Image location labeling entries
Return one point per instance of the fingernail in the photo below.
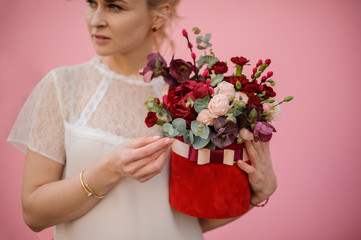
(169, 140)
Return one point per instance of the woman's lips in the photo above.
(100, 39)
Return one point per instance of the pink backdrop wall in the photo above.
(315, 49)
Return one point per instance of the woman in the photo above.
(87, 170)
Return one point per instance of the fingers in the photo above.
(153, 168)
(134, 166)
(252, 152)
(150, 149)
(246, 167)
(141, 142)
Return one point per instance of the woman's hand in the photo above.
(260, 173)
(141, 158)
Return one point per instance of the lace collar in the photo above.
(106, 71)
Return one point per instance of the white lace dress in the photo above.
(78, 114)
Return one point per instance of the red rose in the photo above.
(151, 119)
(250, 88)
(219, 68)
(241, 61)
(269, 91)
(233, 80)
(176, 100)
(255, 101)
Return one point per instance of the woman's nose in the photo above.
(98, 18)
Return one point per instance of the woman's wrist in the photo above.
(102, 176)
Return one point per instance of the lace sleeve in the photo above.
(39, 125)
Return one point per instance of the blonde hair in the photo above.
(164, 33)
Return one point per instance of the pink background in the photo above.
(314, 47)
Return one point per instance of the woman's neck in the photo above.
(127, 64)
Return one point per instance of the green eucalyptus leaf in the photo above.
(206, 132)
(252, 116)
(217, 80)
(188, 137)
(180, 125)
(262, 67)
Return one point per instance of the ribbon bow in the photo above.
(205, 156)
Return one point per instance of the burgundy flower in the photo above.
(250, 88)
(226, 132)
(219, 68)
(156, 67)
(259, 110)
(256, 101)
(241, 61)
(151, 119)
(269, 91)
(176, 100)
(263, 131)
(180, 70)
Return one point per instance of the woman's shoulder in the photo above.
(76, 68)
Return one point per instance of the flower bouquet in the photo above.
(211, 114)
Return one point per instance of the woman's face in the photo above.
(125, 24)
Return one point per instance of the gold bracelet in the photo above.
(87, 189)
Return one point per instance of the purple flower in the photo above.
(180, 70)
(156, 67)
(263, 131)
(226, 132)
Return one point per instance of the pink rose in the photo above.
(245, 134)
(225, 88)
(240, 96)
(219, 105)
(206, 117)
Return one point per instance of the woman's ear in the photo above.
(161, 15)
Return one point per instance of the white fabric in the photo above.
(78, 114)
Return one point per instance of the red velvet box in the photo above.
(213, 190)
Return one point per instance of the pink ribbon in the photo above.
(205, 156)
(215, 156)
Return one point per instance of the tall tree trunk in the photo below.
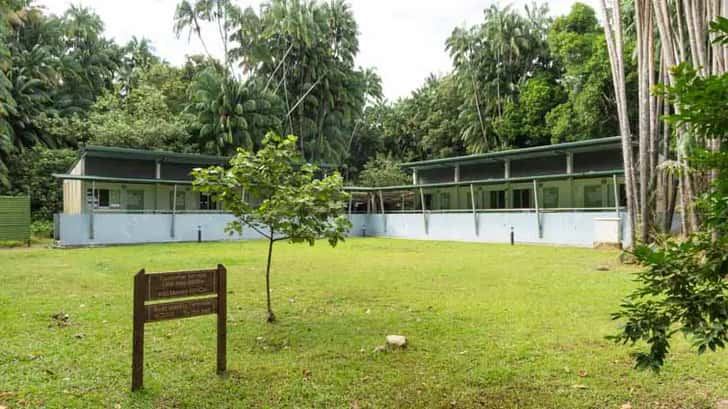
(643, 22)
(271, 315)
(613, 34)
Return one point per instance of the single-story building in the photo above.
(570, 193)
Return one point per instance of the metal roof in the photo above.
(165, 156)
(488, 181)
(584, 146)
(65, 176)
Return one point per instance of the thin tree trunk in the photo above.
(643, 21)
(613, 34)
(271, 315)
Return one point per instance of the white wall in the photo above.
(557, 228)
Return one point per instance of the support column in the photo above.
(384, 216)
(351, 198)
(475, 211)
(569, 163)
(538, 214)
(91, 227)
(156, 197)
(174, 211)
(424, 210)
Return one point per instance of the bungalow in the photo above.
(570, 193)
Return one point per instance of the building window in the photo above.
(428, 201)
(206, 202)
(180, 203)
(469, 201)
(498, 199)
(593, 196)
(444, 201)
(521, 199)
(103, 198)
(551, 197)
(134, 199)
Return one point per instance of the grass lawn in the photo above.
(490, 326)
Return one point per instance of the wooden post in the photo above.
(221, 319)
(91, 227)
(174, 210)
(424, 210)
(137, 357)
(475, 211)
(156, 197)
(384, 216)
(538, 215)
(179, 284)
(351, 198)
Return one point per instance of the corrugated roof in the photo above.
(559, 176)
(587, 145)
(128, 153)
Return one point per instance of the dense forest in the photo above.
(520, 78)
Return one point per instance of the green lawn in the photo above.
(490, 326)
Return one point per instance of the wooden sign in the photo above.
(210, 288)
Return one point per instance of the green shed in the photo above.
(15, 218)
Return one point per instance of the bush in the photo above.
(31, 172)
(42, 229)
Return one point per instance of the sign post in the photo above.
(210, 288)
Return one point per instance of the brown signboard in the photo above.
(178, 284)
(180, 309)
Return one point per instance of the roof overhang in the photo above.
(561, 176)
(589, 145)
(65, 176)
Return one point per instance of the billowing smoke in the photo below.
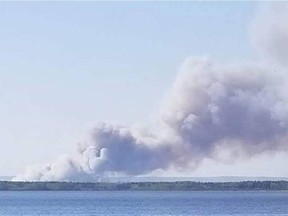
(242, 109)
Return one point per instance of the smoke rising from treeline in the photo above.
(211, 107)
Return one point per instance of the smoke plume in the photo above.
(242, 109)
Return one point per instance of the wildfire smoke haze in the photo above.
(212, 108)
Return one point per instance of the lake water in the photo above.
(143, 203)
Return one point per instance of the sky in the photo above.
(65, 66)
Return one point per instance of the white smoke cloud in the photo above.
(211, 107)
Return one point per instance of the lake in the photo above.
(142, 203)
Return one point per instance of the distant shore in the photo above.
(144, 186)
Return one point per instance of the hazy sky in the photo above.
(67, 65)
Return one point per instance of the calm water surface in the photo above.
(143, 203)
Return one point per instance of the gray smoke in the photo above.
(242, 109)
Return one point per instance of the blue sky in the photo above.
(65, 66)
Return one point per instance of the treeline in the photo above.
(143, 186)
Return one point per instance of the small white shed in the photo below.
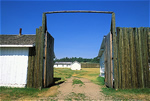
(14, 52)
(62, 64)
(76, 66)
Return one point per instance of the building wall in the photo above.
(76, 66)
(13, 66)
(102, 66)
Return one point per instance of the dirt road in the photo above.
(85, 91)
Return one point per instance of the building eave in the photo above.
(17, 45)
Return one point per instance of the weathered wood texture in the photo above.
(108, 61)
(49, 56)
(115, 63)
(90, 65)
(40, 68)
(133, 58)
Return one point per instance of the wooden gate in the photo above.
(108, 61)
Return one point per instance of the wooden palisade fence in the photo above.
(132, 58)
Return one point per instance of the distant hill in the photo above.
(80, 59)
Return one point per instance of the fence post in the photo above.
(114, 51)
--
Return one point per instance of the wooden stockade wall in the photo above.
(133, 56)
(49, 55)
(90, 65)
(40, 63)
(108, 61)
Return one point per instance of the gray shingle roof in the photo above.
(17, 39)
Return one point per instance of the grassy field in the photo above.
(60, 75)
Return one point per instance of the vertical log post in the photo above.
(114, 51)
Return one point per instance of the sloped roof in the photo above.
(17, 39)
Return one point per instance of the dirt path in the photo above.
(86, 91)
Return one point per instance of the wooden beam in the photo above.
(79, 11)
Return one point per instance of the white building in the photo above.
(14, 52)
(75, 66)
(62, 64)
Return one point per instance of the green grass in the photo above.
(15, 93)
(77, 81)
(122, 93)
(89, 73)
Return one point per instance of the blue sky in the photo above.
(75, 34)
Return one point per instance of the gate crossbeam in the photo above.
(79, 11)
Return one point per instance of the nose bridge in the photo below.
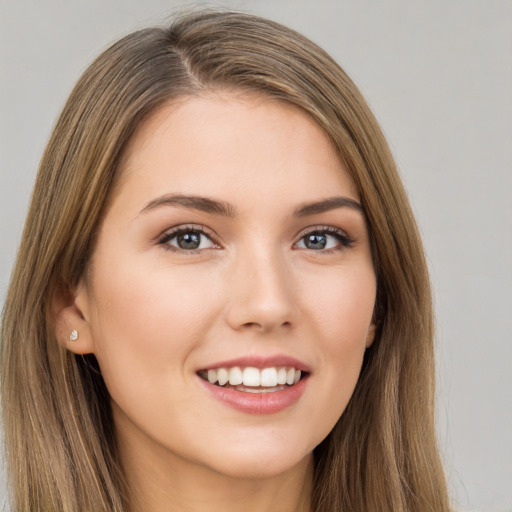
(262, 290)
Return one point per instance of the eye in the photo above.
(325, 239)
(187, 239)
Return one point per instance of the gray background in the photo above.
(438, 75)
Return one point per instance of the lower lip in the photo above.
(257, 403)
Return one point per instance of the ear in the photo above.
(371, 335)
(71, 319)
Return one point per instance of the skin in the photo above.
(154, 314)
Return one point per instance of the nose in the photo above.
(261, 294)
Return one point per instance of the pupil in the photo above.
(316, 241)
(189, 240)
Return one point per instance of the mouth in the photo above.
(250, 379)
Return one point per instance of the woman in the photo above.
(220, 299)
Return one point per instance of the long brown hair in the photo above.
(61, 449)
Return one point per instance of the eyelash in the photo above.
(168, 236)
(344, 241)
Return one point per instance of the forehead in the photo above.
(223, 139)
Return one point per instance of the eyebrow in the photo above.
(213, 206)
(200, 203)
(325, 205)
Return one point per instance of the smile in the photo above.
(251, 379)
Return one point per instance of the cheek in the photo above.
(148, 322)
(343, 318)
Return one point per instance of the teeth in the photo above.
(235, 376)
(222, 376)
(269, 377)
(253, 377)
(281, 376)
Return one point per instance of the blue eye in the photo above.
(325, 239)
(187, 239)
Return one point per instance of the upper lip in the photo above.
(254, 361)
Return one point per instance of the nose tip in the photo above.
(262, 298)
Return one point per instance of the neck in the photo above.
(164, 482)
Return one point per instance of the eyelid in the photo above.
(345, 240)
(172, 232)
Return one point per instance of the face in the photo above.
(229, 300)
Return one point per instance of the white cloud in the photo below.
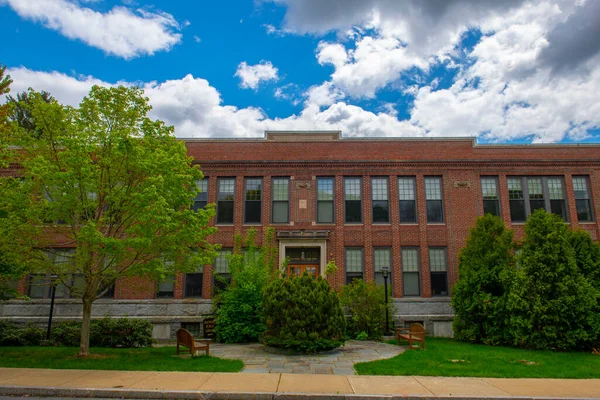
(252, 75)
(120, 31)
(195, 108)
---
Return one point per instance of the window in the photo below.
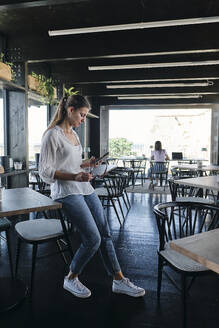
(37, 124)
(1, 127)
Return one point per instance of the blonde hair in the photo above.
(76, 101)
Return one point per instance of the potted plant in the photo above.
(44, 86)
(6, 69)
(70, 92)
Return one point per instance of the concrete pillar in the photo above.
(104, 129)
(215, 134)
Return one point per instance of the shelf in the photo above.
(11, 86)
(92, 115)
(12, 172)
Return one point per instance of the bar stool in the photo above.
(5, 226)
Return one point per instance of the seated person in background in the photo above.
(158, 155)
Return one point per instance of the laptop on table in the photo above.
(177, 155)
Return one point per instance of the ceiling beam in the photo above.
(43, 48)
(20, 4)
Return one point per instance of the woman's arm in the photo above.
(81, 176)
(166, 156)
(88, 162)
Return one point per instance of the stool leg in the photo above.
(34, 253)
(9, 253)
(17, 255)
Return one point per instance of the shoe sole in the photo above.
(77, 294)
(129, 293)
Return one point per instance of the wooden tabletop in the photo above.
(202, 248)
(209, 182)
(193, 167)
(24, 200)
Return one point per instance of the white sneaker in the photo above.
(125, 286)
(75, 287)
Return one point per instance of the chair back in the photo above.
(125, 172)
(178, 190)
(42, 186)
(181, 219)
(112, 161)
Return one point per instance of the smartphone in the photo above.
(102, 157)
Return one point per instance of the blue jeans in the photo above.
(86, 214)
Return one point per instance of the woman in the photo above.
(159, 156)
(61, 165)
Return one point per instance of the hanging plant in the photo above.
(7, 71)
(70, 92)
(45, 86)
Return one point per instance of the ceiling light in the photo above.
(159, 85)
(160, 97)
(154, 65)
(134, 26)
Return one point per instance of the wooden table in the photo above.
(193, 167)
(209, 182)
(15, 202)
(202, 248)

■ **Exercise goal**:
Tally the lines above that contain the word "nose". Reply with the number alone.

■ **Full output**:
4